◆ RECORDS PROVIDED:
::::::::

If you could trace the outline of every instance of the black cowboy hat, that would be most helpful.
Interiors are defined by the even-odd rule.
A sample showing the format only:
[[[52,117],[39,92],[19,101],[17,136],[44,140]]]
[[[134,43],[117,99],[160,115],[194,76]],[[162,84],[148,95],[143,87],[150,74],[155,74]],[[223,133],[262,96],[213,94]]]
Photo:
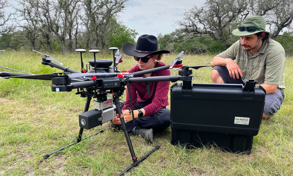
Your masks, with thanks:
[[[129,56],[142,57],[160,54],[170,53],[167,50],[158,50],[158,39],[154,35],[144,34],[137,39],[136,45],[127,43],[123,46],[123,52]]]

::::::::

◆ EXERCISE:
Copy out the listing above word for word, leaving out the pictures.

◆ RESPONSE TO THE TASK:
If you could trace the outline of every instance of the black cowboy hat, that would be most helpful.
Interiors are defined by the even-odd rule.
A sample showing the format only:
[[[52,117],[39,92],[19,101],[17,136],[44,140]]]
[[[134,43],[117,99],[160,115],[194,76]],[[162,84],[148,95],[143,87],[150,74],[155,74]],[[223,133],[262,96],[213,94]]]
Photo:
Your masks, with thanks:
[[[129,56],[142,57],[160,54],[170,53],[167,50],[158,50],[158,39],[154,35],[144,34],[137,39],[136,45],[127,43],[123,46],[123,52]]]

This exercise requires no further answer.